Start of Given text

Out of this process grew Wireless LINC, a partnership between Northern Community Investment Corp. (NCIC) and Littleton Area Development Corp. (LIDC).

Its plan is to build a six-county, 6,000-square-mile, open-access system across northern New Hampshire and Vermont.

Wireless LINC currently is in discussion with vendors to act as wireless Internet service providers, which will act as resellers of the signal to end-users.

“Customers will be able to choose who they get their service from,” Riviere said. “We believe this competition will drive better service and lower prices.”

“Our goal is not to compete with existing providers,” Joyce added. “We want to reach the last mile — people who receive only dial-up.”

The $12 million project will be funded through a combination of grants, federal earmarks and tax credits. To date, $2 million has been received for the New Hampshire portion, which has a total price tag of $4.7 million. The tax credits, issued through the Community Development Finance Authority, are available to any business that wants to buy them, Riviere said. Wireless LINC has $212,000 left to sell in 2007 and may receive another $500,000 in 2008.

Jon Freeman, executive director of NCIC, called the system “a transforming infrastructure, because it will profoundly impact opportunities for business growth, education, health care, first responders and those who live and visit the region.”

Veronica Francis, vice president of LIDC and owner of Notchnet, a Web design and hosting company, is excited about the implications of the project as well.

“Small businesses need broadband to operate,” Francis said. “We would see more high-tech businesses in the North Country if we had affordable, available broadband.”

Bruce Houghton, owner of the Skyline Music booking agency in Whitefield, echoed Francis’s thoughts.

He moved his business from Jefferson because he was paying $800 per month for a T-1 line. “It was cheaper to buy another building and move my business,” he said. Skyline uses broadband to move contracts and promotional materials and to answer phones in distant offices in Portland, Maine, and Atlanta, Ga. All told, some 90 percent of Skyline’s European and Asian bookings are done via the Internet.

With four employees in Whitefield and six in other locations, Houghton said he sees opportunity for rural areas in access to technology. “Broadband is key to creating the jobs of the future,” he said.

End of Given text

Short exercise 1: Reproduce, word for word, the portion of the Wireless LINC article running from "The $12 million" up to and including "project as well.".

Start of Exercise inputs

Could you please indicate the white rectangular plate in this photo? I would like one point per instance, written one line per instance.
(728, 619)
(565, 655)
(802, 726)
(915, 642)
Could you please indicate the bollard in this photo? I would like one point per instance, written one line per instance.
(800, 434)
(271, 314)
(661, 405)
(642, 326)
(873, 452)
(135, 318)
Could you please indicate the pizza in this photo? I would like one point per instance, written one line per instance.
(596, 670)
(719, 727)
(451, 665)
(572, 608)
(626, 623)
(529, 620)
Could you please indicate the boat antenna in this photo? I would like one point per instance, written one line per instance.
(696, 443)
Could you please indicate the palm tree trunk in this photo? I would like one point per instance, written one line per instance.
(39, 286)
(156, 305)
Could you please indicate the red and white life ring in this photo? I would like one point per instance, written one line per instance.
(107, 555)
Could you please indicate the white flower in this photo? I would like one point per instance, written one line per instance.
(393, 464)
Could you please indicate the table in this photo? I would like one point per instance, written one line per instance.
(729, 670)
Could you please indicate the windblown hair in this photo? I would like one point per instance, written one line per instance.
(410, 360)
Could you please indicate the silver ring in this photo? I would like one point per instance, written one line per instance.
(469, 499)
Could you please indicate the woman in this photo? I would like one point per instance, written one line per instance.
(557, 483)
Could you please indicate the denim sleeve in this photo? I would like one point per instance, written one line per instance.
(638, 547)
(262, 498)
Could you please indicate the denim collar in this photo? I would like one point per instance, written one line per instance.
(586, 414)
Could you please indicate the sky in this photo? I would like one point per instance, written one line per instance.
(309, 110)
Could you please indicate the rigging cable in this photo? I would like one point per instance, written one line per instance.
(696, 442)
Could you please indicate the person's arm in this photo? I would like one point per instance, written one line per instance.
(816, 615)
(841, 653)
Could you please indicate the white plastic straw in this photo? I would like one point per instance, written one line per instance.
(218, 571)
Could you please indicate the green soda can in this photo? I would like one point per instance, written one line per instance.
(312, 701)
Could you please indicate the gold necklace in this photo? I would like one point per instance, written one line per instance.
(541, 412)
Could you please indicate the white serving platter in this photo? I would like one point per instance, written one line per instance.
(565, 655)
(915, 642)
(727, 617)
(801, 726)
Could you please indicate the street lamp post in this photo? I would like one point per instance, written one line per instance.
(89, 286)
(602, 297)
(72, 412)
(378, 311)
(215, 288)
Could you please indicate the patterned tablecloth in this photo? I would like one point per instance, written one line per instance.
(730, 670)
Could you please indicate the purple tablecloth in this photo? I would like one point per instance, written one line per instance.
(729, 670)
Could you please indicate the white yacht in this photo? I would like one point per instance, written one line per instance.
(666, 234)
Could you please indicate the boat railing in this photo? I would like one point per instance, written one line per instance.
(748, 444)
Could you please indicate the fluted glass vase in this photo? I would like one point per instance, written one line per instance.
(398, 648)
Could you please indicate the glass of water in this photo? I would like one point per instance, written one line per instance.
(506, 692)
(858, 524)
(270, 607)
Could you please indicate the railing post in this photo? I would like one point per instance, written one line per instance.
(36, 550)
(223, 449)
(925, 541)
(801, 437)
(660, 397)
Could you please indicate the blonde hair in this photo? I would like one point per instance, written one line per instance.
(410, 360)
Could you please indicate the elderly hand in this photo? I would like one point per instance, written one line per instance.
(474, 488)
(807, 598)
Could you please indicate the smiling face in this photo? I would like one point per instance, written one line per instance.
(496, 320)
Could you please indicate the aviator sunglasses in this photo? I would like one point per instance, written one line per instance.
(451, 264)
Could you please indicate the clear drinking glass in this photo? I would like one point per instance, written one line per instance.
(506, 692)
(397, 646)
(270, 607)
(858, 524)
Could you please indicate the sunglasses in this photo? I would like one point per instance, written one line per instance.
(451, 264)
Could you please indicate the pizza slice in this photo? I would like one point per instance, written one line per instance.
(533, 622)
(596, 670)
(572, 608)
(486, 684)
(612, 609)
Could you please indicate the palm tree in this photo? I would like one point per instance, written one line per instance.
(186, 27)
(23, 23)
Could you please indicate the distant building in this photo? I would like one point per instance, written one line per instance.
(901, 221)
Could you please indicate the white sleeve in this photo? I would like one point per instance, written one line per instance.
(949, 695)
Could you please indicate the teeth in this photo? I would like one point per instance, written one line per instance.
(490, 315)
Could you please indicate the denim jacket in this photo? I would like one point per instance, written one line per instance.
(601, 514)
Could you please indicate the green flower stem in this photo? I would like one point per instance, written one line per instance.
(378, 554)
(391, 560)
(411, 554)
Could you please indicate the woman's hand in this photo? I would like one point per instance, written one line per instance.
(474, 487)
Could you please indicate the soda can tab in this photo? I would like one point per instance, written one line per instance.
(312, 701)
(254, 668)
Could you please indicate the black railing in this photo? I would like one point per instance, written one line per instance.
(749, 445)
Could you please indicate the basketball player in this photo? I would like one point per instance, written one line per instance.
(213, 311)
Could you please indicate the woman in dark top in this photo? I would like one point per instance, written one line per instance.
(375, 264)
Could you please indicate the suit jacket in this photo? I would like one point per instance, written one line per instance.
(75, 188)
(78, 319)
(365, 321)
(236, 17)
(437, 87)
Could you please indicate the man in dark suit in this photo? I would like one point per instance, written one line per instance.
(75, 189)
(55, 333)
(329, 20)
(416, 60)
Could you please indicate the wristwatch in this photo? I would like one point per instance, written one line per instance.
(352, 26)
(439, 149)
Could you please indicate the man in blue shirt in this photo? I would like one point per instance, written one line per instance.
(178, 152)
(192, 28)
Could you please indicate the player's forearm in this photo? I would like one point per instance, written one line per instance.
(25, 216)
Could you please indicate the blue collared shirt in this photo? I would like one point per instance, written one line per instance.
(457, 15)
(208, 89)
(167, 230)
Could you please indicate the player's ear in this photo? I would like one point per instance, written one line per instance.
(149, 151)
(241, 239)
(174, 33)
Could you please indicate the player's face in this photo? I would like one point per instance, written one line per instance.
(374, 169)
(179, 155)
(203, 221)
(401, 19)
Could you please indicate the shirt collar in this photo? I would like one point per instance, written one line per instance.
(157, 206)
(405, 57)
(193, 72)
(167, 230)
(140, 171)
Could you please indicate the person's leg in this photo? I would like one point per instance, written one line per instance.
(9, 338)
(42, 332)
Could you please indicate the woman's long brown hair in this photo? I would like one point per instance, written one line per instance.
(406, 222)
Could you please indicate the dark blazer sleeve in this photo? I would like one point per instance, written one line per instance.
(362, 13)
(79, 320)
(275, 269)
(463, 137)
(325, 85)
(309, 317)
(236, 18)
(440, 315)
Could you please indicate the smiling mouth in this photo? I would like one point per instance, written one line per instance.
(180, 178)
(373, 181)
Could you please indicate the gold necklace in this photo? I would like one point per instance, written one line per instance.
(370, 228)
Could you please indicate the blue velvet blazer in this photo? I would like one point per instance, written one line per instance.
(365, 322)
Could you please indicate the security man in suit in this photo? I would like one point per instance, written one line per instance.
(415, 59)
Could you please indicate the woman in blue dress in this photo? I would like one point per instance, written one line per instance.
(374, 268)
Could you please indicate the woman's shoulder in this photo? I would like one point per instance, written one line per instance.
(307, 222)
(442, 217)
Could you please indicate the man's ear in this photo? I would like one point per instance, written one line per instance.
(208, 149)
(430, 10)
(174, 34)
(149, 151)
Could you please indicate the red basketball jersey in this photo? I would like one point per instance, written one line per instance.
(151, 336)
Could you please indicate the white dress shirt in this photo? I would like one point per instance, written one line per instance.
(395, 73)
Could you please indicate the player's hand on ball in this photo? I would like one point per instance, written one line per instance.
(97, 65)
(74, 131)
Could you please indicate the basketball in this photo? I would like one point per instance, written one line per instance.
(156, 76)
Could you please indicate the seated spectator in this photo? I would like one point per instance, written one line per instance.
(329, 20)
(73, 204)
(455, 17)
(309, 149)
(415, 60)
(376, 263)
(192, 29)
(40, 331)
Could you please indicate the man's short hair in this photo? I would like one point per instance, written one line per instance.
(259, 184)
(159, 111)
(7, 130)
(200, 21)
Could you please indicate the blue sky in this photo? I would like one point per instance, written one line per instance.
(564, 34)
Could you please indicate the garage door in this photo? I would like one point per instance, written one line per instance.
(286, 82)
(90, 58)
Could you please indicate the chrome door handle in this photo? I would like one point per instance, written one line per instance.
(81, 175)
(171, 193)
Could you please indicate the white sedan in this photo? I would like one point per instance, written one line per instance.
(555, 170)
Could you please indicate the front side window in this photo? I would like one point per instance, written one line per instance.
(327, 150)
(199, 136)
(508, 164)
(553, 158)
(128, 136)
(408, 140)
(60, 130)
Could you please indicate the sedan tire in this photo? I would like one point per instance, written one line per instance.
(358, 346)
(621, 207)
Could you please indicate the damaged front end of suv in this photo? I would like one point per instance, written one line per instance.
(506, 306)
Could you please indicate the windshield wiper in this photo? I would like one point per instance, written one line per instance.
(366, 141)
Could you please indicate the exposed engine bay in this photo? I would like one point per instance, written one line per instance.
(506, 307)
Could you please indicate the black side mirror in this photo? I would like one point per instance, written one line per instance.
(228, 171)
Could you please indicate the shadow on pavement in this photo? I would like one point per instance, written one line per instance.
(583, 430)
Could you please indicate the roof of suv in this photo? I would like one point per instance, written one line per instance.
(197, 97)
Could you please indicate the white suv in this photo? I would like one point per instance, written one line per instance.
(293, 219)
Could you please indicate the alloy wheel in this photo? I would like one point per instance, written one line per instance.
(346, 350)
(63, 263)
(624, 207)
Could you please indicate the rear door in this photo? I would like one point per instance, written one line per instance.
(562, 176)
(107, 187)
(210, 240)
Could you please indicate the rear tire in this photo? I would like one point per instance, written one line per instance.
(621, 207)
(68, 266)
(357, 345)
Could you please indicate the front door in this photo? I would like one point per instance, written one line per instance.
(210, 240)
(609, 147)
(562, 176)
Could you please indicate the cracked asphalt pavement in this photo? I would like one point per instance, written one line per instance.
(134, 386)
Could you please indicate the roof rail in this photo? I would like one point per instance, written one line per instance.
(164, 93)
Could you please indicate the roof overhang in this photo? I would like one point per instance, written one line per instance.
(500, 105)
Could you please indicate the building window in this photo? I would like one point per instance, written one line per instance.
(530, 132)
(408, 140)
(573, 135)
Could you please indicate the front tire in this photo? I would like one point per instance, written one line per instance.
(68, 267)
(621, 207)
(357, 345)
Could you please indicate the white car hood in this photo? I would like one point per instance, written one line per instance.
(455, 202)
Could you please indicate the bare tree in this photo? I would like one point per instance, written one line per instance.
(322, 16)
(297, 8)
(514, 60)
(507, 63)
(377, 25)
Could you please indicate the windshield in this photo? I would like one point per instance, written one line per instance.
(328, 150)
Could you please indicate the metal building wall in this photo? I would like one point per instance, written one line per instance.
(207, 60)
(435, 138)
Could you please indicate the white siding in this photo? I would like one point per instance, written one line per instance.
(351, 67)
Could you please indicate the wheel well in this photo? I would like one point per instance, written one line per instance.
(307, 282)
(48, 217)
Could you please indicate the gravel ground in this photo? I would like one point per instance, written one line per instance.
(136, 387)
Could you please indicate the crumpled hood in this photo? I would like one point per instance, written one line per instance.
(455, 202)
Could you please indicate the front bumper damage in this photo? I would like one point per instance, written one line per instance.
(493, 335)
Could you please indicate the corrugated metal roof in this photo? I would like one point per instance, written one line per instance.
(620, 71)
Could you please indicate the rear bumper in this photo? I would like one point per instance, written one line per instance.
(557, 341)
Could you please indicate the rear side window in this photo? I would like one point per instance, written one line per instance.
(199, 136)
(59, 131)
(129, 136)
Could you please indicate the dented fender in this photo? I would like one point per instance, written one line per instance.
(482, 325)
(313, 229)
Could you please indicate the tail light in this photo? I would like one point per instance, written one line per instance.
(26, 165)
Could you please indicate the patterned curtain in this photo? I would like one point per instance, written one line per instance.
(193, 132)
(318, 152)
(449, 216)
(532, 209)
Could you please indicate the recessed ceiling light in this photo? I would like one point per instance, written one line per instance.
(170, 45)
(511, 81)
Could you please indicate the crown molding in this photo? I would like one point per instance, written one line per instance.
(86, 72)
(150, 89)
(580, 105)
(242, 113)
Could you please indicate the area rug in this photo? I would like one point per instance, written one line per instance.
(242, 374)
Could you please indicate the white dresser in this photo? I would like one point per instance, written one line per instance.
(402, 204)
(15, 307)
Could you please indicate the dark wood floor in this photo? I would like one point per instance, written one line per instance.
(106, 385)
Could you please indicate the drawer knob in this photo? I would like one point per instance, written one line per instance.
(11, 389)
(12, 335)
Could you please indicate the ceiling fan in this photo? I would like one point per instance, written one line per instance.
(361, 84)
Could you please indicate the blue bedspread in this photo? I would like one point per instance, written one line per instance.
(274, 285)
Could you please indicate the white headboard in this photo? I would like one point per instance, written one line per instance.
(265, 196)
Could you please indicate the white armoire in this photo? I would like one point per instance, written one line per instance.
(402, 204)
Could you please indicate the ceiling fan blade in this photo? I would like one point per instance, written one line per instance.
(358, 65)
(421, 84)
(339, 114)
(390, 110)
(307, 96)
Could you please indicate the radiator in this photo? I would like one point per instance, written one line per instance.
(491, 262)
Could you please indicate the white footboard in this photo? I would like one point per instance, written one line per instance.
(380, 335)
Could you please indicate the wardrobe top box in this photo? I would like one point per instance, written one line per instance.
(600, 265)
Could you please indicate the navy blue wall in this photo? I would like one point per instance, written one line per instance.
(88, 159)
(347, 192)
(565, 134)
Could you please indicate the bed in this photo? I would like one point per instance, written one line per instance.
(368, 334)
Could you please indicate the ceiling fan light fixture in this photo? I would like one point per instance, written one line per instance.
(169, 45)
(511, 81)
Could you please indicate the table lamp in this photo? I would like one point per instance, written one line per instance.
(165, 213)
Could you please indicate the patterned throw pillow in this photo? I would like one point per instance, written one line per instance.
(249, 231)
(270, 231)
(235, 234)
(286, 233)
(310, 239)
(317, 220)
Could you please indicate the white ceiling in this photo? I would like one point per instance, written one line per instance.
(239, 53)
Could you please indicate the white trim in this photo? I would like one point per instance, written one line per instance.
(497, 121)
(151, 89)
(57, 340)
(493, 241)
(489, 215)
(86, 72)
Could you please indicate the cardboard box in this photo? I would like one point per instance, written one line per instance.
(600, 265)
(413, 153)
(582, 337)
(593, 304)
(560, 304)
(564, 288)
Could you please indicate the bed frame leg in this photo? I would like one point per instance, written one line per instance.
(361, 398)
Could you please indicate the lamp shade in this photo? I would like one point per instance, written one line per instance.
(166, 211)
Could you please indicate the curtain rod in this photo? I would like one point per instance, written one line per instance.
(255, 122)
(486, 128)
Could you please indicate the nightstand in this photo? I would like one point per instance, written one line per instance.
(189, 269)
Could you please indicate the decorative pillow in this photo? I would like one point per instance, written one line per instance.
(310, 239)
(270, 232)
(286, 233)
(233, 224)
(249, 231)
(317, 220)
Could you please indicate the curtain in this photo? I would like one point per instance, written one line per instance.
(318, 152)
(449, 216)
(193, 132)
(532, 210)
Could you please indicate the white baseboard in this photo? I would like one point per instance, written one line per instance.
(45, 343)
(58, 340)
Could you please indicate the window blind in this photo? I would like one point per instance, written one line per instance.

End of Exercise inputs

Short exercise 2: Select every line of the records that contains the string "green", and copy each one. Matching is case-sensitive.

Output 1:
The $12 million project will be funded through a combination of grants, federal earmarks and tax credits. To date, $2 million has been received for the New Hampshire portion, which has a total price tag of $4.7 million. The tax credits, issued through the Community Development Finance Authority, are available to any business that wants to buy them, Riviere said. Wireless LINC has $212,000 left to sell in 2007 and may receive another $500,000 in 2008.

Jon Freeman, executive director of NCIC, called the system “a transforming infrastructure, because it will profoundly impact opportunities for business growth, education, health care, first responders and those who live and visit the region.”

Veronica Francis, vice president of LIDC and owner of Notchnet, a Web design and hosting company, is excited about the implications of the project as well.

Output 2:
Could you please indicate the green soda can in this photo? I would like one point per instance, written one line per instance.
Could you please indicate the green flower stem in this photo? I would like one point per instance, written one line per instance.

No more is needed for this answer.